[Task requirements]
[A] In the regulatory update, what hourly minimum wage will federal contractors covered by Executive Order 13658 earn starting January 1, 2018?
[B] Please continue the regulatory update on North Korea sanctions and contractor wages, picking up after its final sentence.

President Trump Issues Executive Order Expanding North Korea Sanctions

President Trump issued a new executive order (the EO) on September 21st that greatly expands the U.S. sanctions against North Korea, particularly secondary sanctions. Secondary sanctions apply to non-U.S. individuals and corporations and are imposed by the U.S. Secretary of the Treasury, in consultation with the U.S. Secretary of State. The EO establishes the following:

  • Broad new criteria for designating non-U.S. persons for sanctions, including blocking their assets in the United States
  • A “180 Day Rule” under which vessels and aircraft are barred from entering the U.S. for a period of 180 days after any port call or landing in North Korea
  • Authority for the U.S. Department of Treasury’s Office of Foreign Assets Control (OFAC) to block any funds transiting accounts linked to North Korea that come within the U.S. or possession of a U.S. Person
  • Authority for OFAC to impose sanctions on foreign financial institutions that knowingly conducted or facilitated, on or after the date of the EO: (i) any significant transaction on behalf of certain blocked persons; or (ii) any significant transaction in connection with trade with North Korea

To read more about the EO, click here.

Department of Labor Announces Increase to Minimum Wage for Government Contractors

Effective January 1, 2018, the minimum wage for federal contractors working on or in connection with contracts covered by Executive Order 13658 will increase to $10.35 per hour. The current minimum wage under Executive Order 13658 is $10.20 per hour. The Wage and Hour Division of the U.S. Department of Labor posted notice of the increased wage requirement in the Federal Register on September 15, 2017. See 82 Fed. Reg. 43408.

Contracts awarded on or after January 1, 2015, are subject to an increased minimum wage under the Executive Order. Contracts entered into prior to January 1, 2015, also generally will be subject to the Executive Order if, through bilateral negotiation, on or after January 1, 2015, the contract is renewed, extended, or amended pursuant to a modification that is outside the scope of the contract.

The minimum wage requirement of the Executive Order generally does not apply to federal grants, contracts with Indian Tribes, contracts for services that are exempted from coverage under the Service Contract Act, and construction contracts that are excluded from coverage under the Davis-Bacon Act. The Executive Order also excludes certain workers from entitlement to the minimum wage rate. For example, FLSA-covered workers who perform support work “in connection with a contract” for less than 20 percent of their hours in a workweek are not entitled to the increased minimum wage.

[Record extracts]
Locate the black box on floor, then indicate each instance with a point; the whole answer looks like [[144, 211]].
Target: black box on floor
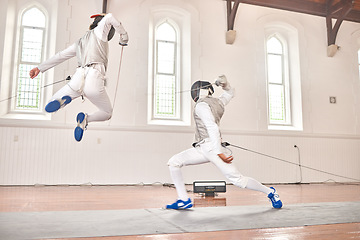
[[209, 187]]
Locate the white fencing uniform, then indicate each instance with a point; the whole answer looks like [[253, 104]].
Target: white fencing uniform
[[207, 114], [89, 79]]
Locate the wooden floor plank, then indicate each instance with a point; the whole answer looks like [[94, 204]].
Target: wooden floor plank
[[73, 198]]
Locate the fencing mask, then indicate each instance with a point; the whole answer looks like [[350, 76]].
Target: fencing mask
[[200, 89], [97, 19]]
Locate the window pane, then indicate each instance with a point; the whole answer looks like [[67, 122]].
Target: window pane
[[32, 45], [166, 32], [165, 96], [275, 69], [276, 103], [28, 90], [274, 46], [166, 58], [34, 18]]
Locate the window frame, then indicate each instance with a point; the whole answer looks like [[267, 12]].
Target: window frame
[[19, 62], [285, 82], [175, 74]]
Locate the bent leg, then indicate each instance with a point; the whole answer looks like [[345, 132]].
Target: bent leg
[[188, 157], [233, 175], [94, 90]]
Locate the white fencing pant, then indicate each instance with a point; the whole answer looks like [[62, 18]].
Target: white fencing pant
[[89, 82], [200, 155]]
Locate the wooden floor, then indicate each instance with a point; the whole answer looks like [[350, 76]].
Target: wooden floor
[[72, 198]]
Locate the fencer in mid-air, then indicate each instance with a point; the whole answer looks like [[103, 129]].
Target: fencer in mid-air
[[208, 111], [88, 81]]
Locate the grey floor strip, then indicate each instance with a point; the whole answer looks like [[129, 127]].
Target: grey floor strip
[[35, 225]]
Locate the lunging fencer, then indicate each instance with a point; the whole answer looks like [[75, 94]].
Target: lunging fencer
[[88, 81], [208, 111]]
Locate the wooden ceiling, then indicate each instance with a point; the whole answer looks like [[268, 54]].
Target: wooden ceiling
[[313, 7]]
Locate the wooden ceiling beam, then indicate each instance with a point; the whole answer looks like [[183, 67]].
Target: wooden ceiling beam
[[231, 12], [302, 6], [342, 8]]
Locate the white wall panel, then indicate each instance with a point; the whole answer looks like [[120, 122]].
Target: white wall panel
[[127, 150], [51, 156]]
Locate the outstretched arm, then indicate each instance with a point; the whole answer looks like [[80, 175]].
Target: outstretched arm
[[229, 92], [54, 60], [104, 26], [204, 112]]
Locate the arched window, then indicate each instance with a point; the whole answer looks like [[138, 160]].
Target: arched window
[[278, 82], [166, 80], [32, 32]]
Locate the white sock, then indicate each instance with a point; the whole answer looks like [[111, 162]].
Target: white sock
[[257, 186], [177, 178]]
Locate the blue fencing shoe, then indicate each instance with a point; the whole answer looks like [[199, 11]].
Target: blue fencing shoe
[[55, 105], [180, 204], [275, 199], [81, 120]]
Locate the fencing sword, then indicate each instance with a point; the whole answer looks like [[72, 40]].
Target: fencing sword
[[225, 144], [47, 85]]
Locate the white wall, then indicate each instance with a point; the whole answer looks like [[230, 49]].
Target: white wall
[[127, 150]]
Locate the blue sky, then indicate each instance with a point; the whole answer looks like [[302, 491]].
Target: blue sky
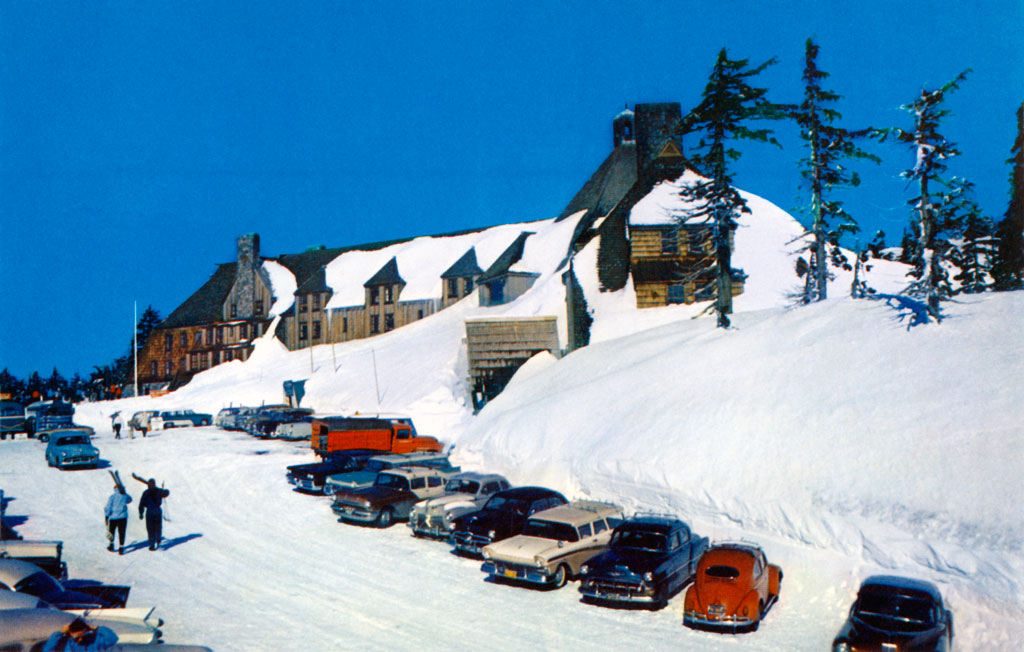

[Results for the exercise]
[A] $10.35 per hour.

[B]
Federal contractors working on or in connection with contracts covered by the Executive Order should prepare to implement the increased wage rate in 2018, and should notify their workers of the applicable rate. Pursuant to 29 CFR 10.29, contractors are required to notify all workers performing on or in connection with a covered contract of the applicable minimum wage rate. A sample poster that contractors can display in a prominent or accessible place at the worksite is published at 82 Fed. Reg. 43412, Appendix B.

UK Investment Consultants and Fiduciary Management Services Under Investigation

The UK competition regulator, the Competition and Markets Authority (CMA), will be conducting in-depth investigations of investment consultancy and fiduciary management services after the Financial Conduct Authority (FCA) initiated an investigation.  The CMA has a wide range of powers enabling them to investigate and impose remedies.  Industry participants should expect requests from the CMA to provide evidence and produce documentation. For those seeking a positive outcome, it is pertinent to begin compiling persuasive submissions and evidence.  To learn more, click here.

Blockchain-Related Companies Facing Increased Scrutiny from the SEC

Digital tokens, which used to be considered an unregulated “wild west”, are now facing Federal and State regulations. Over two weeks, the SEC suspended trading in company securities of three publicly-traded blockchain-related businesses.  The SEC followed up the suspensions with releasing an Investor Alert advising investors to be cautious of companies that have been subject to a trading suspension.  Companies that intend to issue digital tokens through an ICO need to be vigilant in ensuring that their offerings are clearly outside the scope of or fully compliant with the securities laws and regulations. To learn more click here.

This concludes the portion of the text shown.